* [Task to carry out] With all pictures omitted, return verbatim the lines from the beginning of the records below through the line containing "box: [265, 74, 277, 91]".

══ Provided records

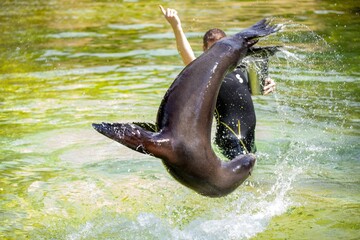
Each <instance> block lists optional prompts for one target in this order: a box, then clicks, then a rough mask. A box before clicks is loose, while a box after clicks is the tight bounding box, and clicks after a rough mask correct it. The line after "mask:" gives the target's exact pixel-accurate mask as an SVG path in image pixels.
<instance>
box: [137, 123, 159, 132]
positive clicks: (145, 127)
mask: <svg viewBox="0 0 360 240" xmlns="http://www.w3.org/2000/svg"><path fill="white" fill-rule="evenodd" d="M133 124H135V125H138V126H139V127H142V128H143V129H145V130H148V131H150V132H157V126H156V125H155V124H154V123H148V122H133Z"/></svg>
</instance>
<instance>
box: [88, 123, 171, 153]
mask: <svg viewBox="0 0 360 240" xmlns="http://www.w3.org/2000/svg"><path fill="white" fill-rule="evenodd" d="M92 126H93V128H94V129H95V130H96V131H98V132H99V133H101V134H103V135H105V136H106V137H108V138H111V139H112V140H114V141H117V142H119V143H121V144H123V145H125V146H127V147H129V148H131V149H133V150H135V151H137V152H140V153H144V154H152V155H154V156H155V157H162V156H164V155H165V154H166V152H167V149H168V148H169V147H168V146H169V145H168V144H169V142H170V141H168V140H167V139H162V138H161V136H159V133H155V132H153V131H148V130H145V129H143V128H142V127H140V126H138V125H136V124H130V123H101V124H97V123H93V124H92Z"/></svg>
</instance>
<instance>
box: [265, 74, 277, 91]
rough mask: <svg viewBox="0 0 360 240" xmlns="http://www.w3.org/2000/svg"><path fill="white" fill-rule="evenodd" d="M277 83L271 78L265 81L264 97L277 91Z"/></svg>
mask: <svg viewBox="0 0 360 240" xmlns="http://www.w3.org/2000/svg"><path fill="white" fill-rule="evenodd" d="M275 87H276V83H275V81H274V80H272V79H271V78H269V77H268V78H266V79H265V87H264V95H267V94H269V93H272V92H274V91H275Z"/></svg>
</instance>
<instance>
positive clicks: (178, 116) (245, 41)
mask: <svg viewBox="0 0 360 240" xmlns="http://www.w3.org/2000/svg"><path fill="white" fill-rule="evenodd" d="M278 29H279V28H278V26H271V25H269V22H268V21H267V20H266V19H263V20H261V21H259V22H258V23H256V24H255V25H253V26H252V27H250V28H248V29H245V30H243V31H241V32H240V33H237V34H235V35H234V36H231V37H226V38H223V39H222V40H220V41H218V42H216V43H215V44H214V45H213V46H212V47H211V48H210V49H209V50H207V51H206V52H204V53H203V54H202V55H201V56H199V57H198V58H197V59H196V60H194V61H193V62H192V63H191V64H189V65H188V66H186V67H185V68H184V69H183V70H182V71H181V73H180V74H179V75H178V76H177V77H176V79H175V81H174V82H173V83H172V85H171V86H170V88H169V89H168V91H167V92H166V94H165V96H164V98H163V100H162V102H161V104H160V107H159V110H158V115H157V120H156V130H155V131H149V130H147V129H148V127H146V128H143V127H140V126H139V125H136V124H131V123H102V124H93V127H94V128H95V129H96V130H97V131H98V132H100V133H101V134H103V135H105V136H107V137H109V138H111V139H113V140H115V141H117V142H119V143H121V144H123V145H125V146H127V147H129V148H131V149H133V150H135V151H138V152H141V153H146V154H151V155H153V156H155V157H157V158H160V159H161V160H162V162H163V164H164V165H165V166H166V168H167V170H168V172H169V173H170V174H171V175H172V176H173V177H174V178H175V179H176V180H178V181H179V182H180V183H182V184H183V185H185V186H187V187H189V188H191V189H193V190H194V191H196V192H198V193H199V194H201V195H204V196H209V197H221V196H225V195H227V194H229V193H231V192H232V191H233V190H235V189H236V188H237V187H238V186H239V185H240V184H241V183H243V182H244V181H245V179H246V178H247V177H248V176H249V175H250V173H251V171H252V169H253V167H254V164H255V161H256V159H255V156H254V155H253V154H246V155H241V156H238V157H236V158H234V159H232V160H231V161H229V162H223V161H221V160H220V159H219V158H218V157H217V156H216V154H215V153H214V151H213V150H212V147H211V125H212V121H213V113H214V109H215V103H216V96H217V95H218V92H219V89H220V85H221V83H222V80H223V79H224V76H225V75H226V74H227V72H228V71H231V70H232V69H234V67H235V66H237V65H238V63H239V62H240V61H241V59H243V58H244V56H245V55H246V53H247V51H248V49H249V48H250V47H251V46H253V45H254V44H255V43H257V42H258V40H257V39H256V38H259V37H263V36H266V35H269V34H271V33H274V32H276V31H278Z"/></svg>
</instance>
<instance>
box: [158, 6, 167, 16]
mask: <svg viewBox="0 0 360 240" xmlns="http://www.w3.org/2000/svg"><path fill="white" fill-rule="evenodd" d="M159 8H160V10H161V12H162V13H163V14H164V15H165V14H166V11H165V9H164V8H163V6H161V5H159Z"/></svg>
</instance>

════

* [Solution to the exercise]
Each <instance> block lists optional prompts for one target in this order: a box, then clicks, then a rough mask. A box before clicks is loose, while a box after clicks is the tight bounding box, and clicks after a rough mask correct it. The line after "mask:" gives the target's exact pixel-accurate mask as an SVG path in image pixels.
<instance>
box: [137, 123, 159, 132]
positive clicks: (145, 127)
mask: <svg viewBox="0 0 360 240" xmlns="http://www.w3.org/2000/svg"><path fill="white" fill-rule="evenodd" d="M133 124H135V125H138V126H139V127H142V128H143V129H145V130H148V131H150V132H157V126H156V125H155V124H154V123H148V122H133Z"/></svg>
</instance>
<instance>
box: [88, 123, 171, 153]
mask: <svg viewBox="0 0 360 240" xmlns="http://www.w3.org/2000/svg"><path fill="white" fill-rule="evenodd" d="M92 126H93V128H94V129H95V130H96V131H98V132H99V133H101V134H103V135H105V136H106V137H108V138H111V139H112V140H114V141H117V142H119V143H121V144H123V145H125V146H127V147H129V148H131V149H133V150H135V151H137V152H140V153H144V154H152V155H154V156H155V157H162V156H164V155H165V154H166V152H167V149H168V148H169V147H168V146H169V145H168V144H169V142H170V141H168V140H167V139H162V138H161V136H159V133H155V132H153V131H148V130H145V129H143V128H142V127H140V126H138V125H136V124H130V123H101V124H97V123H93V124H92Z"/></svg>
</instance>
<instance>
box: [265, 74, 277, 91]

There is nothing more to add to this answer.